SOURCE PASSAGE:

---

13. Embrace the foods they love.
Almost every kid loves at least one vegan food. Maybe it’s tofu, nuts, raw carrots, apples, or bananas.
Start with what they love and build on it.
If your kids love sweet fruits — fabulous! Help them to taste the rainbow of the gorgeous fruits available.
If your kid is more of a crunchy veggie kinda guy, start with carrots and then add bell peppers, cucumber, or raw sweet potato.
14. Cook with peanut butter (and other flavors they’re already familiar with).
Unless there’s an allergy situation, almost every kid is already familiar with the taste of peanut butter. Use this familiar flavor when introducing other foods.
Try this African peanut butter stew (get them to add the PB to the pot), for example, a delicious satay sauce, or try simply adding nuts to your favorite stir-fry.
15. Keep things playful, not complicated.
Be playful. Come up with ways to make fruits, vegetables, and other foods more fun:
- Dip fruits or veggies in creative sauces
- Spiralize vegetables into cool shapes
- Grill them on the BBQ
- Let them pick out a new whole food each week at the grocery store to try at home
None of those tips are complicated, or require much work on your part. Being playful doesn’t mean more for you to do.
16. Have them articulate their likes and dislikes.
Language is very important when it comes to kids and food.
Re-frame how your kids talk about their food. Instead of them saying they don’t like a food, or that they find a food disgusting, ask them to say they are not used to that food yet.
Encourage them to discuss what is new or difficult for them: is it the flavor, is it the texture, is it too sweet or too spicy or too mushy or too crunchy?
And ask them how they would make it tastier. Take their ideas seriously, and let them help out in preparing that modified meal the next time you serve it.
17. Call your kid a ‘foodie.’
Always brag about your kids to others, explaining that they are little foodies, and that you are so proud of the sophisticated foods they will try. Help your children to build an identity around being knowledgeable around food and in control of their food choices.
Reinforcing that they are ‘picky’ is not going to give them the confidence to branch out.
18. Try the ‘Tiny Tastes’ technique.
For kids trying a new food they are not sure of, try the tiny tastes technique, which research has shown can help kids get over their fear of new foods.
Here’s how it works: Introduce new foods in tiny — and I mean tiny — portions. Even as small as a grain of rice.

---

EXTRACTED INFORMATION:
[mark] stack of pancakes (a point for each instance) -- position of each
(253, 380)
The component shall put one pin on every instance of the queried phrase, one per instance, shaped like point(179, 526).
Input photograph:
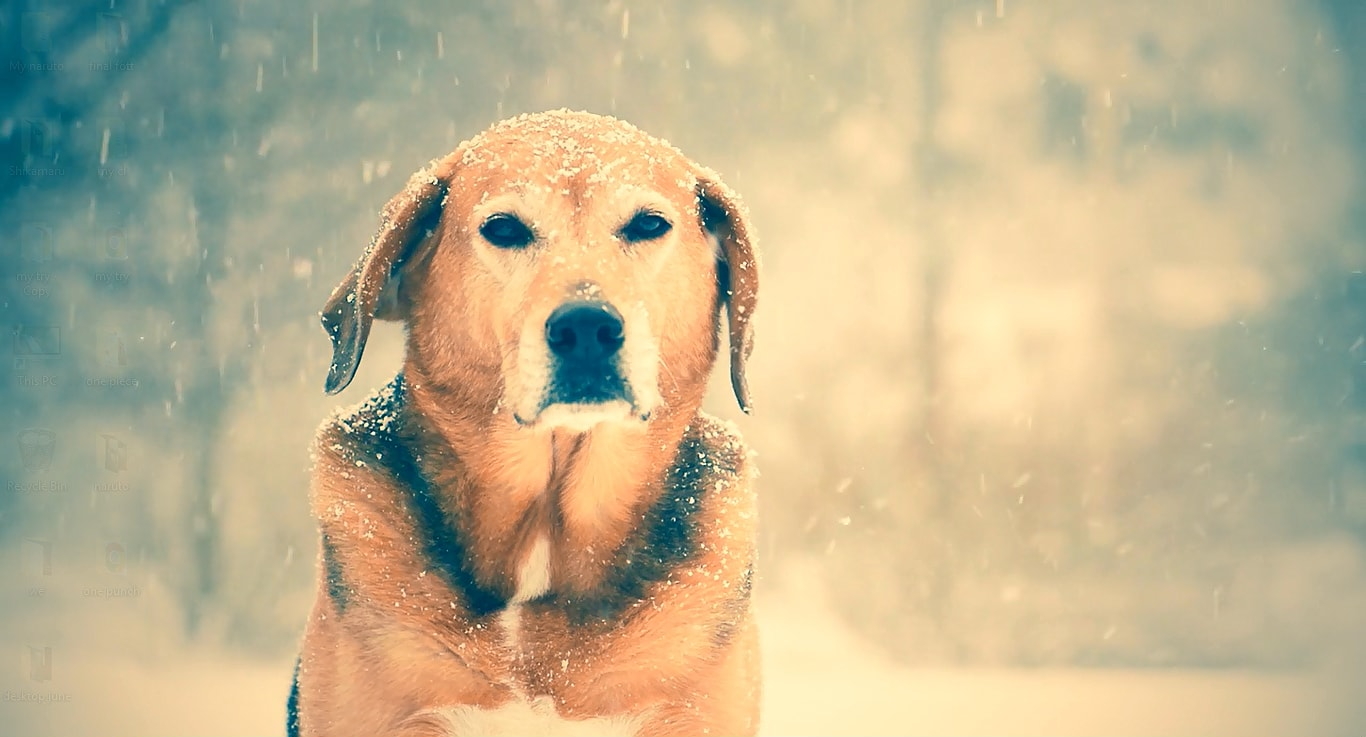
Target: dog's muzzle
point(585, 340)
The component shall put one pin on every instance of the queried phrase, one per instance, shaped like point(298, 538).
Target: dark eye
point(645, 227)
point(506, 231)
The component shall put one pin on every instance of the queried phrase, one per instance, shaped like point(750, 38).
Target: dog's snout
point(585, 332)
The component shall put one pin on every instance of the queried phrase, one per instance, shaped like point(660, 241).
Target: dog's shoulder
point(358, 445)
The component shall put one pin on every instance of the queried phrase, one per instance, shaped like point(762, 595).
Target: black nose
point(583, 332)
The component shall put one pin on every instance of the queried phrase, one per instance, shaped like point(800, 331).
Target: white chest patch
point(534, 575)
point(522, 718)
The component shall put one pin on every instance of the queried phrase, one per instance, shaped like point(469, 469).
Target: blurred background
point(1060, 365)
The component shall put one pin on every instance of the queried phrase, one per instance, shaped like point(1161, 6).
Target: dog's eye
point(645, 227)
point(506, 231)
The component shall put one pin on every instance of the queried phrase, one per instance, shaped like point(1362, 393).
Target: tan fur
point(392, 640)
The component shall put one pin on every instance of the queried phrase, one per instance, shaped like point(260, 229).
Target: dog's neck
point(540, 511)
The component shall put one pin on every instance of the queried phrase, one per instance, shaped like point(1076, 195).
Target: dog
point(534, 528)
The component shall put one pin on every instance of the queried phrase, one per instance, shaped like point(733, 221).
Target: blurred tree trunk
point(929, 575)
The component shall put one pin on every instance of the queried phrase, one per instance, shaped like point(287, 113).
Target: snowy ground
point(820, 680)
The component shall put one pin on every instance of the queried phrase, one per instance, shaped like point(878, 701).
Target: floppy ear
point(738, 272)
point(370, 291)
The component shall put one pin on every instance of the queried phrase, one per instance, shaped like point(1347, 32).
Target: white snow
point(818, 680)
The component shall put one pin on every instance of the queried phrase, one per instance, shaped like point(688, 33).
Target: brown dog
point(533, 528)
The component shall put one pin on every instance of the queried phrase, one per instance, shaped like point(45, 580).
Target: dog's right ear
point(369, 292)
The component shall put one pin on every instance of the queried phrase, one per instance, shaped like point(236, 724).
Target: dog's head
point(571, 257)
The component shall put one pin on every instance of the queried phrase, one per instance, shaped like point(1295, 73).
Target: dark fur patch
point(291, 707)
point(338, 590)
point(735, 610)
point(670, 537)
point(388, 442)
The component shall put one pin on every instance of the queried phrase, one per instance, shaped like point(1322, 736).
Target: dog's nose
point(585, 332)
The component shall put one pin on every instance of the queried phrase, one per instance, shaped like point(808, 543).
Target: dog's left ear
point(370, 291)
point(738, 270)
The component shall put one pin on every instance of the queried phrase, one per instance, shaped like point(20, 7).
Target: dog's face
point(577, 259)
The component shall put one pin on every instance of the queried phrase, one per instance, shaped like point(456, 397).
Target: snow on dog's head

---

INSTRUCTIONS:
• a. In the tips on kids and vegan food, what should kids say instead of saying they don't like a food?
• b. Retype the part of the tips on kids and vegan food starting at "And ask them" and ending at "of new foods.".
• c. Write what comes next in the tips on kids and vegan food, picking up after their last sentence.
The listing is separate material from the tips on kids and vegan food.

ANSWER LIST:
• a. They should say they are not used to that food yet.

• b.
And ask them how they would make it tastier. Take their ideas seriously, and let them help out in preparing that modified meal the next time you serve it.
17. Call your kid a ‘foodie.’
Always brag about your kids to others, explaining that they are little foodies, and that you are so proud of the sophisticated foods they will try. Help your children to build an identity around being knowledgeable around food and in control of their food choices.
Reinforcing that they are ‘picky’ is not going to give them the confidence to branch out.
18. Try the ‘Tiny Tastes’ technique.
For kids trying a new food they are not sure of, try the tiny tastes technique, which research has shown can help kids get over their fear of new foods.

• c.
The tiny portion feels less intimating, and kids will quickly expand their dietary repertoire.
Try out tiny tastes by choosing a new or moderately disliked vegetable to introduce to your child. Look at the vegetable together, whole and raw if possible. Talk about how it grows, what it smells like, what it feels like and its color.
When it’s meal time, place a tiny sliver of the vegetable on a plate by itself, with no dips or sauces. When you child eats the food, they get a reward (like a sticker) and lots of verbal praise. Over time, make the tiny sliver of veggie a bit bigger, until your son or daughter is having a full slice.
19. Give rewards for trying new foods.
Make a reward chart, not for when your child eats their dinner, but when they try new foods or retry foods they didn’t like in the past. Once they hit a certain number of new foods, make the reward food-related, like a trip to a ‘pick your own’ farm.
20. Marinate with umami flavors like soy sauce.
If you are looking to enhance the flavor of savory dishes for your kids, try out my secret weapon, the umami-boosting power of soy sauce, tamari (gluten free), Bragg’s aminos (gluten free), or coconut aminos (gluten and soy free).
These salty and yummy sauces are excellent as a marinade for your tofu or for sautéing greens.
Try this simple baked sriracha and soy sauce tofu to delight kids looking for a meaty texture and lightly spicy flavor. If it’s too hot for your family, try adding in a little maple syrup to sweeten the deal.
21. Use coconut milk for mild curries.
Your kids can grow to love curry and benefit from the anti-inflammatory properties of spices like ginger and turmeric, but remember to keep it mild to start. Canned coconut milk will make for a delicious curry base, but if you want to keep it lighter, try drinkable coconut milk. Lower in fat and still delicious.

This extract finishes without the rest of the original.